• _Data to use_:
.....
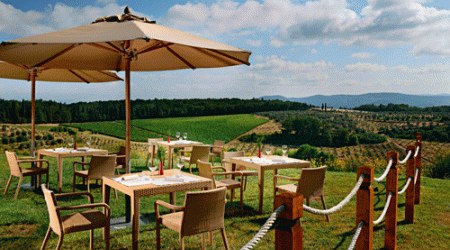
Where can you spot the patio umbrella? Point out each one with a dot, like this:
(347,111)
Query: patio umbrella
(122,42)
(22,72)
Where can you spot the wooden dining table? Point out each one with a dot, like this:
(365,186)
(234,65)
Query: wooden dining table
(271,162)
(134,192)
(175,144)
(62,153)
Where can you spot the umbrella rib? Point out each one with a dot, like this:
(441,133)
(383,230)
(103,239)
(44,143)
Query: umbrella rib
(179,57)
(77,75)
(56,55)
(225,55)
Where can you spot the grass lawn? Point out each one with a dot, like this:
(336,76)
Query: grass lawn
(23,222)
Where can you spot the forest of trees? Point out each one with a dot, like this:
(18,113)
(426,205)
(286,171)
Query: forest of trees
(12,111)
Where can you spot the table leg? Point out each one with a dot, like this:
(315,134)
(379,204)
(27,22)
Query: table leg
(135,210)
(106,190)
(261,188)
(60,169)
(127,208)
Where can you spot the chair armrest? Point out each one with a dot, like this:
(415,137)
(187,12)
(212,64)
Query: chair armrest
(90,196)
(286,177)
(85,206)
(167,205)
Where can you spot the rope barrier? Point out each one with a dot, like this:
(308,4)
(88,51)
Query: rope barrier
(264,229)
(338,206)
(406,186)
(417,152)
(355,237)
(385,171)
(386,206)
(406,158)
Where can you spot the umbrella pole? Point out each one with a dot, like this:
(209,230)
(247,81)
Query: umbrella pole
(127,112)
(33,119)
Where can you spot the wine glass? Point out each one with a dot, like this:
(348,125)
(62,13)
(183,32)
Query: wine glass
(70,142)
(284,150)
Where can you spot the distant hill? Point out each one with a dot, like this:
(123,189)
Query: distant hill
(351,101)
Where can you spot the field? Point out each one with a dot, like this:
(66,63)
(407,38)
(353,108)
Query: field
(25,228)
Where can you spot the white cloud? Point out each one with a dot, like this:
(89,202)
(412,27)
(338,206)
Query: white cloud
(255,43)
(363,55)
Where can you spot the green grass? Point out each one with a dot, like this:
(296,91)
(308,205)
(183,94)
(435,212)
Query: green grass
(205,129)
(23,222)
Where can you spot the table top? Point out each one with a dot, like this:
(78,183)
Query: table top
(70,152)
(270,162)
(152,189)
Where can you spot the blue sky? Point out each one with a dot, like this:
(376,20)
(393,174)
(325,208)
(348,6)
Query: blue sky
(299,48)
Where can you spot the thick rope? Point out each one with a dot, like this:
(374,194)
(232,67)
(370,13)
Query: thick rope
(417,152)
(338,206)
(355,237)
(406,158)
(386,206)
(385,171)
(406,186)
(264,229)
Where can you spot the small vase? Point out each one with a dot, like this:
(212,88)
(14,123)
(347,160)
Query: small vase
(161,168)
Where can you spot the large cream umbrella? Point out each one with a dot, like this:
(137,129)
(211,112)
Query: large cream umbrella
(22,72)
(123,42)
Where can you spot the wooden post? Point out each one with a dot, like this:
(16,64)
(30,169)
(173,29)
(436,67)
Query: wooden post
(409,199)
(364,208)
(390,235)
(418,167)
(288,230)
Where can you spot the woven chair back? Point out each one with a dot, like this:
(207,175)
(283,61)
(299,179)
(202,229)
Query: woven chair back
(311,182)
(204,211)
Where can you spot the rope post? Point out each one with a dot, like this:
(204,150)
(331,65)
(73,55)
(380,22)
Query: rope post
(364,208)
(288,230)
(390,234)
(409,199)
(418,167)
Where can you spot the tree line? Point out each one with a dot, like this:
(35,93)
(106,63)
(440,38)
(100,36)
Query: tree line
(13,111)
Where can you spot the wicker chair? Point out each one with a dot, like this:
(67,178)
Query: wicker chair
(195,217)
(205,170)
(200,152)
(152,148)
(216,150)
(226,163)
(310,184)
(16,170)
(99,166)
(88,219)
(121,158)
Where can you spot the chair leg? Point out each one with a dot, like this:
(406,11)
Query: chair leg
(7,185)
(91,239)
(327,217)
(224,237)
(47,236)
(61,238)
(18,188)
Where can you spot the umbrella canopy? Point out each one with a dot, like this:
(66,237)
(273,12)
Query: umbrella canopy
(122,42)
(21,72)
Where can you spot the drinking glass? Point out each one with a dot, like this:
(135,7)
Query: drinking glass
(70,142)
(284,150)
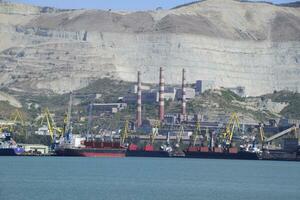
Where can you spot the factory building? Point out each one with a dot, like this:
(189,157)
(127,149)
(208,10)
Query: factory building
(240,91)
(189,94)
(109,107)
(203,85)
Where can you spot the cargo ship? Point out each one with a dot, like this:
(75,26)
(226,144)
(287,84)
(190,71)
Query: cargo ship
(8,147)
(92,149)
(147,151)
(220,153)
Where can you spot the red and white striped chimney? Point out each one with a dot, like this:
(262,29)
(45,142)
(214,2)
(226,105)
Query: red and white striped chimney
(161,95)
(183,106)
(139,101)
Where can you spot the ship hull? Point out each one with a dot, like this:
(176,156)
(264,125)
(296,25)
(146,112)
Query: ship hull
(11,151)
(214,155)
(280,155)
(90,152)
(142,153)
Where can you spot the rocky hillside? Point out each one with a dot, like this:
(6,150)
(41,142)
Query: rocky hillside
(254,45)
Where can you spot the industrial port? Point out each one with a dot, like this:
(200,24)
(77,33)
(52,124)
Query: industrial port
(169,135)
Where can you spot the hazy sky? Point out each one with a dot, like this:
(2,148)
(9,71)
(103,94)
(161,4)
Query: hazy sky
(115,4)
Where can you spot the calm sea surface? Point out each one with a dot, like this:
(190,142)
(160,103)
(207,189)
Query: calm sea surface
(57,178)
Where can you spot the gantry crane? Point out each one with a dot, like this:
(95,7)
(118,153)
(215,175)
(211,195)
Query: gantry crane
(179,136)
(230,127)
(154,132)
(196,134)
(17,118)
(51,125)
(124,133)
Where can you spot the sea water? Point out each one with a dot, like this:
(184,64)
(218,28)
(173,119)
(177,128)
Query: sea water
(72,178)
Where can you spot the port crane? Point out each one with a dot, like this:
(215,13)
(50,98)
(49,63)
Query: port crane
(154,133)
(230,127)
(51,125)
(196,133)
(16,118)
(179,136)
(124,133)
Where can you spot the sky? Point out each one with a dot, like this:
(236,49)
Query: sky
(130,5)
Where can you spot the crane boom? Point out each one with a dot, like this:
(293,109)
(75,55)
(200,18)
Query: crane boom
(230,127)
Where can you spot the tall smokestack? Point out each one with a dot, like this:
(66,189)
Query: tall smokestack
(183,106)
(161,95)
(139,102)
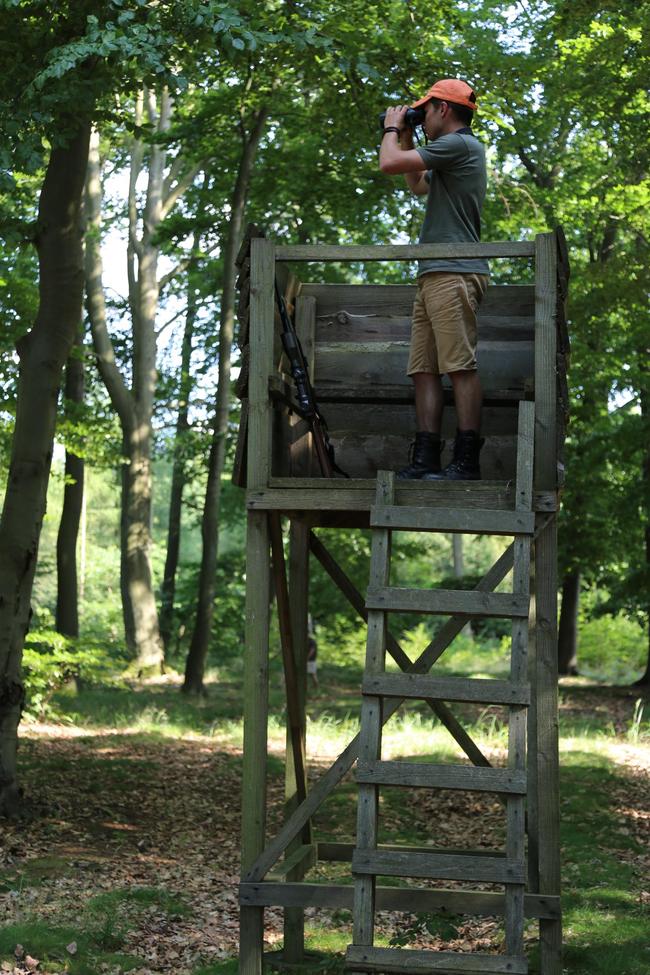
.....
• _Job_: Please gather every line in the entries above that contains the string "field". Treat uppercase and lowercase letters as different.

• _Solution to this exercise_:
Where can you spot the field? Point out each one with a dot, like this:
Query: field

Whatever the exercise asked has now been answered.